To be done:
#1 From the post, set down the passage starting with "I don’t think technology, in" and going on through "much better chance.".
#2 Answer these questions about the post:
(a) What does Fandango call the point when we're screwed by technology?
(b) What good use of nuclear power does the post name?
(c) Which scarce resource is given as an obvious example of something fought over?
#3 Please rewrite the paragraph of the post beginning "I don't think technology, in itself, will screw us" as a short list that keeps its main facts.

Article:
Fandango’s Provocative Question #47

Wednesday. I have been interrupted most of the morning and it is almost lunchtime [in fact, I have been interrupted again, and it is now almost evening!] anyway, so what the hey! Fandango’s Provocative Question.

In a nutshell, this week Fandango asks whether there will come a time when we’re screwed by technology? He calls that point a singularity.

I don’t think technology, in itself, will screw us. I think technology is amoral. But all technology has a purpose, or multiple purposes, which might be good or bad. Take nuclear power. For good, we have electricity. Put to one side how clean or cheap this electricity is. For bad, we have Hiroshima, Nagasaki, Windscale, Three Mile Island, Chernobyl, Fukushima, and so on.

A lot of these incidents, we could rightly pose the question, how far can we move forward technologically, without human beings screwing things up?

Plus, of course, as we get more advanced, our technology might require some scarce resource, so fighting over that might screw us. Oil here is an obvious example. Wars have already been fought over oil.

So I don’t think from that that technology will screw us, but human nature has a much better chance.

But even if you do assume a singularity (I’ve never heard that before in this context – a point in time where a step backward might save us, and a step forward might end us), would we recognise that we’re at that point?

Entries from a pointing dataset:

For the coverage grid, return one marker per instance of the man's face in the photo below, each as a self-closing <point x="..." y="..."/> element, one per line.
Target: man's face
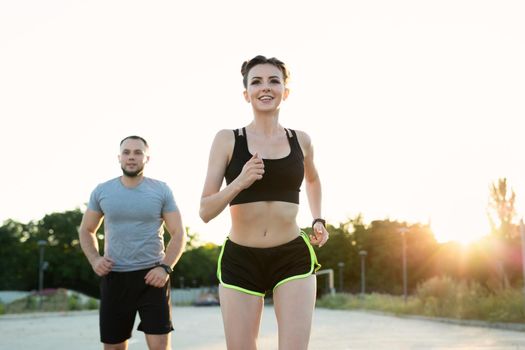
<point x="133" y="156"/>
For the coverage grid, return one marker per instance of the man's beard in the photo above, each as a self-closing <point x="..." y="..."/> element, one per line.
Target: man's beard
<point x="133" y="173"/>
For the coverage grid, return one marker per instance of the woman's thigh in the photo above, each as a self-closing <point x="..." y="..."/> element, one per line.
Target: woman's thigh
<point x="241" y="315"/>
<point x="294" y="303"/>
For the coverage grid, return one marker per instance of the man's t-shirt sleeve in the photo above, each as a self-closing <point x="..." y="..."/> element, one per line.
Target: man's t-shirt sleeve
<point x="169" y="201"/>
<point x="94" y="203"/>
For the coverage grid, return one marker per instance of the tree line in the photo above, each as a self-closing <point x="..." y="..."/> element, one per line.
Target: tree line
<point x="495" y="261"/>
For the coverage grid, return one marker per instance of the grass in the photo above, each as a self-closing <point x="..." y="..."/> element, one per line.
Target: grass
<point x="440" y="297"/>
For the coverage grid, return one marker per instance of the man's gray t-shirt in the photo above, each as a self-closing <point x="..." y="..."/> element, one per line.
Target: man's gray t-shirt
<point x="133" y="223"/>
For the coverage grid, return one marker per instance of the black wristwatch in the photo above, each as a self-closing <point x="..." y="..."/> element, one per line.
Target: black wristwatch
<point x="166" y="268"/>
<point x="322" y="221"/>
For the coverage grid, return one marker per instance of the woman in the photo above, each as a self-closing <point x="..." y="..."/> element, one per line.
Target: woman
<point x="264" y="165"/>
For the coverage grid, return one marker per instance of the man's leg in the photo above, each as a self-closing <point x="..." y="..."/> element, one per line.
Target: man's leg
<point x="120" y="346"/>
<point x="159" y="341"/>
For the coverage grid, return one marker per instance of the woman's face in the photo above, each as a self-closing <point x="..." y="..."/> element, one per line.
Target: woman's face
<point x="265" y="87"/>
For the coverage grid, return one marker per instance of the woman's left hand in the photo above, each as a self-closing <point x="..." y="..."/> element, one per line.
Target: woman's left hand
<point x="319" y="235"/>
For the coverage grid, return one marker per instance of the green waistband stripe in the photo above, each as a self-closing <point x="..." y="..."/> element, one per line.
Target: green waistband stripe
<point x="314" y="266"/>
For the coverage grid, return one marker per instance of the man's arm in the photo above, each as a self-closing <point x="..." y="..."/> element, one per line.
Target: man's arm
<point x="88" y="242"/>
<point x="157" y="277"/>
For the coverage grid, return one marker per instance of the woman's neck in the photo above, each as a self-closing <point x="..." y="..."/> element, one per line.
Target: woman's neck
<point x="265" y="124"/>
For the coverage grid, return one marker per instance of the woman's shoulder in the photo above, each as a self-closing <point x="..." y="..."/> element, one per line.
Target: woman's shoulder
<point x="224" y="138"/>
<point x="303" y="138"/>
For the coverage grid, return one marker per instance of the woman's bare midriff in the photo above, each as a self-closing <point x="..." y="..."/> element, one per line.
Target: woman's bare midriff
<point x="264" y="224"/>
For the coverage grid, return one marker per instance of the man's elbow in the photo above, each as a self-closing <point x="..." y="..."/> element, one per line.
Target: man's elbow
<point x="204" y="215"/>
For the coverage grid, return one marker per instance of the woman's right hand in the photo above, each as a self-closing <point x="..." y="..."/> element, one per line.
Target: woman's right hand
<point x="252" y="171"/>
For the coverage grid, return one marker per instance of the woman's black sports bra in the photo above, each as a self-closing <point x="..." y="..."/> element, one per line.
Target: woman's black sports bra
<point x="282" y="177"/>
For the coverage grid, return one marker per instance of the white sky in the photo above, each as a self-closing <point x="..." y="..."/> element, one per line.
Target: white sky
<point x="414" y="107"/>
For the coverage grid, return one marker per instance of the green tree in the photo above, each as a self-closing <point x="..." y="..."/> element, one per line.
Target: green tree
<point x="502" y="213"/>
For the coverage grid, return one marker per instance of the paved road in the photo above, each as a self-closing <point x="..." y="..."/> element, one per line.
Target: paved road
<point x="201" y="329"/>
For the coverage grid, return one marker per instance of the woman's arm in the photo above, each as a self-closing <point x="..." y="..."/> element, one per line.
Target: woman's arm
<point x="213" y="199"/>
<point x="313" y="189"/>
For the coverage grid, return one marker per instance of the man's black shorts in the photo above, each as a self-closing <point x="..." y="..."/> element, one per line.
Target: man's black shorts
<point x="122" y="294"/>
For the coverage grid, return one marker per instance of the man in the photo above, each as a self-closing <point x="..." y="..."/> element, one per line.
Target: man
<point x="135" y="267"/>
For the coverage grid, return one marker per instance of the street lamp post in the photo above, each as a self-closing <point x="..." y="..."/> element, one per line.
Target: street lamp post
<point x="522" y="234"/>
<point x="403" y="231"/>
<point x="41" y="245"/>
<point x="362" y="254"/>
<point x="341" y="265"/>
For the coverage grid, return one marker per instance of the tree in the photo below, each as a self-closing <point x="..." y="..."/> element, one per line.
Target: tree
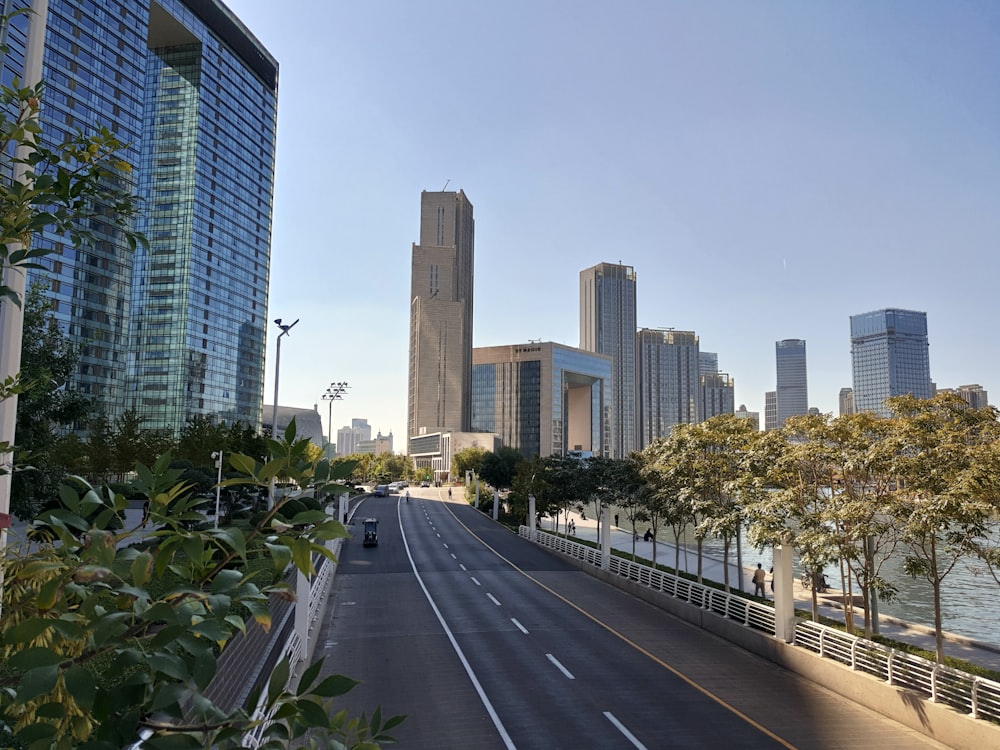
<point x="500" y="468"/>
<point x="467" y="459"/>
<point x="47" y="359"/>
<point x="106" y="635"/>
<point x="940" y="446"/>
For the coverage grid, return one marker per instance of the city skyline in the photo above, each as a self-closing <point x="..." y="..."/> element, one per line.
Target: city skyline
<point x="767" y="171"/>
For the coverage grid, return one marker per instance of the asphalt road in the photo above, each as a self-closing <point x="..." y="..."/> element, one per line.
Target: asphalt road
<point x="485" y="640"/>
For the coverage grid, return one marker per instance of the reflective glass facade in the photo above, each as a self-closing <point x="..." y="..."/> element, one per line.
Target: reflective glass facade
<point x="792" y="384"/>
<point x="178" y="329"/>
<point x="543" y="399"/>
<point x="890" y="356"/>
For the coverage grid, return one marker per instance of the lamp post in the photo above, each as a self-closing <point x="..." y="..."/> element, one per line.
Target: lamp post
<point x="285" y="328"/>
<point x="333" y="393"/>
<point x="217" y="455"/>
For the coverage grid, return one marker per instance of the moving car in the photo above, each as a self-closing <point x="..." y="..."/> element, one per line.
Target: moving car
<point x="371" y="532"/>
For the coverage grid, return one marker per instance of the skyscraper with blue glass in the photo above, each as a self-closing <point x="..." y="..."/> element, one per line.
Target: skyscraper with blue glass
<point x="889" y="357"/>
<point x="177" y="329"/>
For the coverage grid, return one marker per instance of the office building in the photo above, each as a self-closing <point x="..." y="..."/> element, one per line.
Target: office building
<point x="718" y="395"/>
<point x="348" y="438"/>
<point x="846" y="401"/>
<point x="608" y="326"/>
<point x="889" y="357"/>
<point x="753" y="416"/>
<point x="771" y="410"/>
<point x="792" y="392"/>
<point x="668" y="382"/>
<point x="543" y="398"/>
<point x="177" y="329"/>
<point x="441" y="284"/>
<point x="973" y="394"/>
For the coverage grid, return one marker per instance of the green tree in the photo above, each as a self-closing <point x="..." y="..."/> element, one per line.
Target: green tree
<point x="467" y="459"/>
<point x="105" y="634"/>
<point x="47" y="359"/>
<point x="941" y="448"/>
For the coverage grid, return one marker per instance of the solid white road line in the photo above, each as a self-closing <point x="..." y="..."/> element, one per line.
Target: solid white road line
<point x="621" y="728"/>
<point x="566" y="673"/>
<point x="507" y="741"/>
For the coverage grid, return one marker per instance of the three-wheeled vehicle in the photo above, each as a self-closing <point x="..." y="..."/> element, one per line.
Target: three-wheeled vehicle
<point x="371" y="532"/>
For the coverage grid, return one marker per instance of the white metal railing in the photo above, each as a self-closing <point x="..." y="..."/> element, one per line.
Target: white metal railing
<point x="977" y="696"/>
<point x="293" y="649"/>
<point x="746" y="611"/>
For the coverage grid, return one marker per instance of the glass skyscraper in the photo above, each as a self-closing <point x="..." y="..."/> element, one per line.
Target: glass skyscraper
<point x="176" y="330"/>
<point x="792" y="390"/>
<point x="608" y="326"/>
<point x="890" y="356"/>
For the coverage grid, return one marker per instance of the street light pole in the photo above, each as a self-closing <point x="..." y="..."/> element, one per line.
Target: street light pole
<point x="285" y="328"/>
<point x="333" y="393"/>
<point x="217" y="455"/>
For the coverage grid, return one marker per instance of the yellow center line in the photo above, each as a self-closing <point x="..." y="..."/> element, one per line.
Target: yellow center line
<point x="704" y="691"/>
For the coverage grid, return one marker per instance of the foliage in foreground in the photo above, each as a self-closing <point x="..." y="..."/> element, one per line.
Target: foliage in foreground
<point x="92" y="658"/>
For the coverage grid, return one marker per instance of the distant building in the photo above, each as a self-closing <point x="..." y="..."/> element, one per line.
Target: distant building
<point x="753" y="416"/>
<point x="792" y="389"/>
<point x="973" y="394"/>
<point x="668" y="381"/>
<point x="377" y="446"/>
<point x="543" y="398"/>
<point x="889" y="357"/>
<point x="607" y="326"/>
<point x="708" y="363"/>
<point x="308" y="423"/>
<point x="441" y="287"/>
<point x="348" y="438"/>
<point x="846" y="401"/>
<point x="771" y="410"/>
<point x="718" y="395"/>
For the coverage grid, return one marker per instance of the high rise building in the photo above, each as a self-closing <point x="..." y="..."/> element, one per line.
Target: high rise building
<point x="792" y="392"/>
<point x="753" y="416"/>
<point x="543" y="398"/>
<point x="718" y="394"/>
<point x="889" y="357"/>
<point x="771" y="410"/>
<point x="348" y="438"/>
<point x="846" y="401"/>
<point x="441" y="286"/>
<point x="177" y="329"/>
<point x="669" y="385"/>
<point x="607" y="326"/>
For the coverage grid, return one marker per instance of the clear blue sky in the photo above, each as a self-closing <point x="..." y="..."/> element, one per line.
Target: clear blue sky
<point x="768" y="169"/>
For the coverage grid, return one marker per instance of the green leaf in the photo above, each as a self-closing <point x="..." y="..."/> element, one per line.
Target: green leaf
<point x="81" y="685"/>
<point x="334" y="686"/>
<point x="226" y="581"/>
<point x="142" y="566"/>
<point x="37" y="682"/>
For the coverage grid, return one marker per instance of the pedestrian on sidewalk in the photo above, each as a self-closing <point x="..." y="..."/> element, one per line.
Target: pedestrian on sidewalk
<point x="758" y="581"/>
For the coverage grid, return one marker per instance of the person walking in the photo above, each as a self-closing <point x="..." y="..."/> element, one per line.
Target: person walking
<point x="759" y="577"/>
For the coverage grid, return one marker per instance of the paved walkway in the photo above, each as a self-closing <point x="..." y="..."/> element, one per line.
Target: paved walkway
<point x="983" y="654"/>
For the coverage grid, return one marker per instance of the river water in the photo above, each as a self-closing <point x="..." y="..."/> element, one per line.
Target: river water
<point x="968" y="594"/>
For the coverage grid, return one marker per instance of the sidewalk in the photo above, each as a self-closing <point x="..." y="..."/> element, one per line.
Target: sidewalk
<point x="982" y="654"/>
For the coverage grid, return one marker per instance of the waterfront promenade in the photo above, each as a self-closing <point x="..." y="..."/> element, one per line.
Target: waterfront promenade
<point x="982" y="654"/>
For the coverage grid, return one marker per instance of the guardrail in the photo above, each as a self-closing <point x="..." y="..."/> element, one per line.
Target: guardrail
<point x="747" y="611"/>
<point x="977" y="696"/>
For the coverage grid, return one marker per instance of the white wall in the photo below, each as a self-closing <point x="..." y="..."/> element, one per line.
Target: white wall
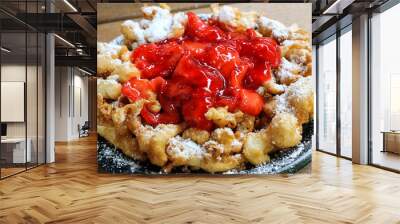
<point x="70" y="83"/>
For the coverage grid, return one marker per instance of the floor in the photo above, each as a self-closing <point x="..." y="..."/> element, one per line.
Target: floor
<point x="387" y="159"/>
<point x="71" y="191"/>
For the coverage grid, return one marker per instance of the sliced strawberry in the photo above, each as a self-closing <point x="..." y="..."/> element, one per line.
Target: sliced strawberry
<point x="224" y="58"/>
<point x="191" y="71"/>
<point x="194" y="109"/>
<point x="196" y="28"/>
<point x="250" y="102"/>
<point x="238" y="74"/>
<point x="194" y="48"/>
<point x="159" y="118"/>
<point x="136" y="89"/>
<point x="158" y="84"/>
<point x="262" y="48"/>
<point x="258" y="75"/>
<point x="156" y="59"/>
<point x="178" y="89"/>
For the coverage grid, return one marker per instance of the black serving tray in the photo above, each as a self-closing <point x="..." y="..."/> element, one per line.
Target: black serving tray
<point x="112" y="160"/>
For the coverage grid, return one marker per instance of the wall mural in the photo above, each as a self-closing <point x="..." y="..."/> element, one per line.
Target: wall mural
<point x="205" y="89"/>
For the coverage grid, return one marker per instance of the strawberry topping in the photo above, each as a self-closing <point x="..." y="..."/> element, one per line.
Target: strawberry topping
<point x="211" y="65"/>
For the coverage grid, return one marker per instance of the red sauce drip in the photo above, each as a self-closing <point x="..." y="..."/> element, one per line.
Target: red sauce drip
<point x="211" y="65"/>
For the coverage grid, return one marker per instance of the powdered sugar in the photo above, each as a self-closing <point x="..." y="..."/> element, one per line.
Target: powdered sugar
<point x="184" y="148"/>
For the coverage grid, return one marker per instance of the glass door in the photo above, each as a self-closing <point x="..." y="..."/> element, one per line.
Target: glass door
<point x="326" y="96"/>
<point x="385" y="90"/>
<point x="346" y="92"/>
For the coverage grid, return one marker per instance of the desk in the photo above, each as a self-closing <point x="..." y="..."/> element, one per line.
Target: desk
<point x="13" y="150"/>
<point x="391" y="141"/>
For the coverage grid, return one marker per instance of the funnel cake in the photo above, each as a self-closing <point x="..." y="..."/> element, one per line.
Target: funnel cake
<point x="213" y="92"/>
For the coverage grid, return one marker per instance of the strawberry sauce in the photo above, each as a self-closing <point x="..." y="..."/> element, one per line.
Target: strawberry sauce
<point x="211" y="65"/>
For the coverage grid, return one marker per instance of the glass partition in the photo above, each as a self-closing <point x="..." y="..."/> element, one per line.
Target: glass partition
<point x="327" y="96"/>
<point x="22" y="90"/>
<point x="346" y="93"/>
<point x="385" y="89"/>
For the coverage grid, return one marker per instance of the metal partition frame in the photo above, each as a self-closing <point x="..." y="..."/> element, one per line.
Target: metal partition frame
<point x="30" y="29"/>
<point x="339" y="32"/>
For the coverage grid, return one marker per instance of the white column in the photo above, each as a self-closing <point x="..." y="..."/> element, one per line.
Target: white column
<point x="50" y="92"/>
<point x="360" y="90"/>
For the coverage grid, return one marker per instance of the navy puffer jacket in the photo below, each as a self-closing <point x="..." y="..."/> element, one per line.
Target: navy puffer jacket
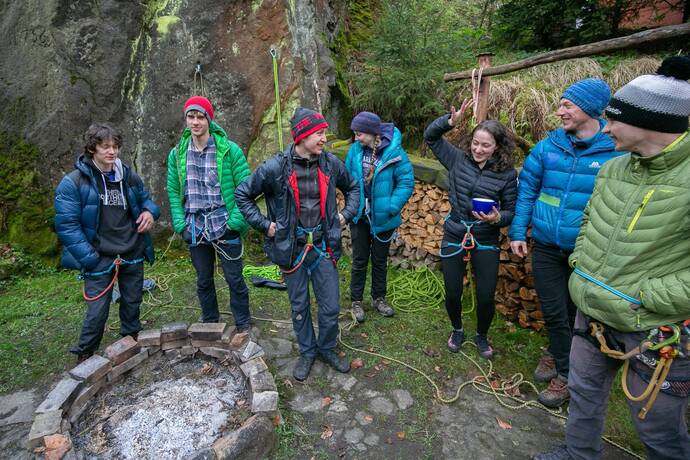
<point x="466" y="181"/>
<point x="77" y="214"/>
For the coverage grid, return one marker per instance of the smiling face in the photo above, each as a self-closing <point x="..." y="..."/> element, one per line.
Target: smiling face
<point x="197" y="123"/>
<point x="313" y="143"/>
<point x="573" y="119"/>
<point x="482" y="147"/>
<point x="105" y="154"/>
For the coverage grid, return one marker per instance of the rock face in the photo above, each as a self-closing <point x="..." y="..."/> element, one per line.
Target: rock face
<point x="65" y="64"/>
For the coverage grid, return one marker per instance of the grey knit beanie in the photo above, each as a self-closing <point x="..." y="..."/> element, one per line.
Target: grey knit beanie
<point x="658" y="102"/>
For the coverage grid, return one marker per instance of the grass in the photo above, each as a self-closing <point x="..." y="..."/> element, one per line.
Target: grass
<point x="41" y="315"/>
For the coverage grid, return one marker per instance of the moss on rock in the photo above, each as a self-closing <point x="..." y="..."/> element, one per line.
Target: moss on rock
<point x="26" y="205"/>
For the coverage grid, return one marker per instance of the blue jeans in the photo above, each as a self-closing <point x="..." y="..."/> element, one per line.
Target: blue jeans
<point x="130" y="280"/>
<point x="204" y="262"/>
<point x="324" y="280"/>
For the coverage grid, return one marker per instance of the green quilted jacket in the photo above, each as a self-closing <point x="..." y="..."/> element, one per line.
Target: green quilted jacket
<point x="232" y="167"/>
<point x="635" y="237"/>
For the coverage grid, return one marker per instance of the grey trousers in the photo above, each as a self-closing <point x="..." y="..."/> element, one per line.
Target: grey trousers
<point x="664" y="431"/>
<point x="324" y="281"/>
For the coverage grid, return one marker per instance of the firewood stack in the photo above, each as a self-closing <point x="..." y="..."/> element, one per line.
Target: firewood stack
<point x="419" y="242"/>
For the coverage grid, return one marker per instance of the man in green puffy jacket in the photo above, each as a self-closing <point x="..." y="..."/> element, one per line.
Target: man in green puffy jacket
<point x="632" y="271"/>
<point x="203" y="171"/>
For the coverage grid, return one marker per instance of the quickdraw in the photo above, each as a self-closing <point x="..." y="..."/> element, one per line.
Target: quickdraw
<point x="467" y="244"/>
<point x="113" y="266"/>
<point x="665" y="340"/>
<point x="308" y="247"/>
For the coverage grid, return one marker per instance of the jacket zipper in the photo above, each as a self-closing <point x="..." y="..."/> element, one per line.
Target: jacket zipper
<point x="636" y="217"/>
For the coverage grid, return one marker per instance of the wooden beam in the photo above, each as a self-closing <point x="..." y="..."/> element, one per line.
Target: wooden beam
<point x="660" y="33"/>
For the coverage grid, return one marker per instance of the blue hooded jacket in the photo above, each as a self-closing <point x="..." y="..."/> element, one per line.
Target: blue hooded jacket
<point x="392" y="184"/>
<point x="555" y="184"/>
<point x="77" y="214"/>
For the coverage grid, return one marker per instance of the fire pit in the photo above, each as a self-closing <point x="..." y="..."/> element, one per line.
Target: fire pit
<point x="178" y="392"/>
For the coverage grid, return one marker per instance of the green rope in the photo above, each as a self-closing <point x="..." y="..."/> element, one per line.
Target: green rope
<point x="271" y="272"/>
<point x="279" y="121"/>
<point x="421" y="290"/>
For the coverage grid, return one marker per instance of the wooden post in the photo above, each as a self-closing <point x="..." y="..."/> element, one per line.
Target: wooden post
<point x="484" y="84"/>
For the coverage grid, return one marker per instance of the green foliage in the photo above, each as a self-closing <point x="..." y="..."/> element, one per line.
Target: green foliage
<point x="412" y="45"/>
<point x="26" y="211"/>
<point x="533" y="24"/>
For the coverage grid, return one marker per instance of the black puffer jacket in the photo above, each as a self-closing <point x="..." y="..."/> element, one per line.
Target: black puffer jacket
<point x="467" y="180"/>
<point x="275" y="178"/>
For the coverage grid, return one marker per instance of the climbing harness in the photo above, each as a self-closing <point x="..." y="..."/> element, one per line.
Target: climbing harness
<point x="205" y="236"/>
<point x="200" y="89"/>
<point x="308" y="247"/>
<point x="467" y="244"/>
<point x="115" y="265"/>
<point x="276" y="85"/>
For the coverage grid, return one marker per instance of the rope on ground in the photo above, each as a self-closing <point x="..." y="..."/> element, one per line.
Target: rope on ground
<point x="422" y="289"/>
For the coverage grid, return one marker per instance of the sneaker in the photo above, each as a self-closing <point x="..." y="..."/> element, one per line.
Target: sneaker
<point x="557" y="453"/>
<point x="546" y="369"/>
<point x="358" y="310"/>
<point x="302" y="368"/>
<point x="556" y="393"/>
<point x="81" y="357"/>
<point x="482" y="342"/>
<point x="455" y="340"/>
<point x="382" y="306"/>
<point x="331" y="358"/>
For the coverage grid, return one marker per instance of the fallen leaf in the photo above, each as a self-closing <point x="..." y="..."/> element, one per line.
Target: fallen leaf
<point x="327" y="432"/>
<point x="503" y="424"/>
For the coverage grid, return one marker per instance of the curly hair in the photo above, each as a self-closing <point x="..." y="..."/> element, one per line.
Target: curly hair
<point x="504" y="154"/>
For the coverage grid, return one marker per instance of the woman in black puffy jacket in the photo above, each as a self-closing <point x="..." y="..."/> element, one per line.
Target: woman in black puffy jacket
<point x="482" y="169"/>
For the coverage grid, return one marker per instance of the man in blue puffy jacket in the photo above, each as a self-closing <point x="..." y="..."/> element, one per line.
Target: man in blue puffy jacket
<point x="555" y="184"/>
<point x="102" y="216"/>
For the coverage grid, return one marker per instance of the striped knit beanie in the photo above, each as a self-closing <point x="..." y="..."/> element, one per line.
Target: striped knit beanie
<point x="305" y="122"/>
<point x="659" y="102"/>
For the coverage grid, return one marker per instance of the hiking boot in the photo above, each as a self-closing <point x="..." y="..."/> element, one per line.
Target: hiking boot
<point x="331" y="358"/>
<point x="556" y="393"/>
<point x="546" y="369"/>
<point x="382" y="306"/>
<point x="302" y="368"/>
<point x="482" y="342"/>
<point x="557" y="453"/>
<point x="358" y="310"/>
<point x="455" y="340"/>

Solutions:
#1
I don’t think technology, in itself, will screw us. I think technology is amoral. But all technology has a purpose, or multiple purposes, which might be good or bad. Take nuclear power. For good, we have electricity. Put to one side how clean or cheap this electricity is. For bad, we have Hiroshima, Nagasaki, Windscale, Three Mile Island, Chernobyl, Fukushima, and so on.

A lot of these incidents, we could rightly pose the question, how far can we move forward technologically, without human beings screwing things up?

Plus, of course, as we get more advanced, our technology might require some scarce resource, so fighting over that might screw us. Oil here is an obvious example. Wars have already been fought over oil.

So I don’t think from that that technology will screw us, but human nature has a much better chance.

#2
(a) A singularity.
(b) Electricity.
(c) Oil.

#3
- Technology in itself won't screw us; it is amoral.
- All technology has one or more purposes, which can be good or bad.
- Example, nuclear power: the good use is electricity, whatever its cleanness or cost.
- The bad side: Hiroshima, Nagasaki, Windscale, Three Mile Island, Chernobyl, Fukushima, and others.